COMPLETE THE FOLLOWING:
(a) In the miniature crane write-up, rewrite the passage from "The theme is" to "is needed (bumpers)." so that "wood screws" becomes "coach screws".
(b) Pick up the miniature crane write-up after its last sentence and keep it going.

SELECTED EXTRACT:
== == ==

Volt-Crane-O is a scratch built, 6 wheel drive, 4 wheel steer, fully functional miniature crane.

The theme is based around a Liebherr 6 wheel mobile crane.

Construction

The chassis is constructed from wood, mostly 2x4. Fixings are mostly wood screws, except the use of M6/M8 bolts where additional strength or rules compliance is needed (bumpers).

The body is also constructed from a lightweight wooden frame, panelled with thin plywood.

Steering uses two M8 threaded tie rods to connect the pitman arm to the trailing spindle arms. The steering column is 25mm bed frame offcut with socket set articulating joint. There is a second pitman arm on the steering column at 90 degrees to produce a back and forth steering linkage to the rear axle, which is then translated 90 degrees again using a pivot to drive the rear tie rods. The steering angle of the rear axle is approximately 1/3rd of the front steering angle, because the rear/mid wheelbase is approximately 1/3 the front/mid wheelbase. No real thoughts were given to steering geometry and the handling is somehow "fine".

== == ==

Stored items from a collection:
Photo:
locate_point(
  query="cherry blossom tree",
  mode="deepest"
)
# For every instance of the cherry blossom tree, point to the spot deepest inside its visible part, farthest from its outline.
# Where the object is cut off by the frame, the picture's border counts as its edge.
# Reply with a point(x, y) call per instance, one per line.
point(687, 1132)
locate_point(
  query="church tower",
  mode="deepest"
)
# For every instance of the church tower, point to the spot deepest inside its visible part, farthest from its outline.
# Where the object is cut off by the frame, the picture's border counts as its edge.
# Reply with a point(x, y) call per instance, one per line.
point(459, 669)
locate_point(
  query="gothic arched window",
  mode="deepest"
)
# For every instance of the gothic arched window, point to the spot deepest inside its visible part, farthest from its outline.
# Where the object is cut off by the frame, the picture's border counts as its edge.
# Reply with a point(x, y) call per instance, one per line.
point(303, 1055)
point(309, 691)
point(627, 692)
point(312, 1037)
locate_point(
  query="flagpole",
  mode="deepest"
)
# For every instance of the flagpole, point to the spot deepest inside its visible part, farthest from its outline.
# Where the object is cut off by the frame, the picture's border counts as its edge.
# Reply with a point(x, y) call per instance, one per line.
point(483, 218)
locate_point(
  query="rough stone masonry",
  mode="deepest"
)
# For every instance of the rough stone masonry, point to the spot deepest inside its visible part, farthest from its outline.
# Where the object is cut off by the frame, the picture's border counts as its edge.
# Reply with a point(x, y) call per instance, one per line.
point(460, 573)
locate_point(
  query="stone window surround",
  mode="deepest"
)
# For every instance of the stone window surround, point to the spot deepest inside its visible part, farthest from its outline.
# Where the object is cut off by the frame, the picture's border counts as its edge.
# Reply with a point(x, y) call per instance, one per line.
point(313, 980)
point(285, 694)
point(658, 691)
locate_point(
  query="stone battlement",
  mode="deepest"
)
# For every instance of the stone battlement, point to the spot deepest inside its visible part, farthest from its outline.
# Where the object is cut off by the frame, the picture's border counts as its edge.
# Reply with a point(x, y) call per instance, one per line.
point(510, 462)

== == ==

ANSWERS TO THE PROBLEMS:
(a)
The theme is based around a Liebherr 6 wheel mobile crane.

Construction

The chassis is constructed from wood, mostly 2x4. Fixings are mostly coach screws, except the use of M6/M8 bolts where additional strength or rules compliance is needed (bumpers).

(b)
The steering components are mostly constructed from offcuts of bedframe, steel angle welded to make U section, or 4x30mm flat steel bar.

Wooden chassis with steering rear view
Wooden chassis with steering front view
Steering components

Powertrain

Volt-Crane-O utilises 6x 6.5″ 350W hoverboard motors, fitted with 4.10/3.50-5 tyres. Regenerative braking is extremely effective if configured correctly, however one motor has been fitted with a mechanical brake from a Xiaomi M365 scooter to comply with the rules.

Power is delivered to the motors using 3x original hoverboard PCBs running a fork of EFeru’s FOC firmware (links at the bottom). A higher current limit is applied to the rear motors to aid traction given the awful weight distribution. Throttle is applied in torque mode, controlled from aliexpress hall effect pedals via an Arduino.

Traction power is supplied by either 2x custom 6S3P Samsung 30T 21700 Li-Ion battery packs, producing 48V total. Each pack contains a 60A DALY BMS, or 2X 6S 9500mAH CHNL Lipos. Another 6S4P Li-Ion set using reclaimed hoverboard 18650’s also exists for testing and running around, but does not perform well enough for racing.


Other Features

The crane boom can be raised and lowered, extended and retracted (2 sections), and the winch/hook raised and lowered by a control panel below the steering wheel.

The boom itself is constructed from 3 telescopic sections of 18mm plywood, running on internal/external 608 skateboard bearings or homemade tubular bearings at each end.

The winch is a 12V caravan/boat trailer winch rated for 900kg.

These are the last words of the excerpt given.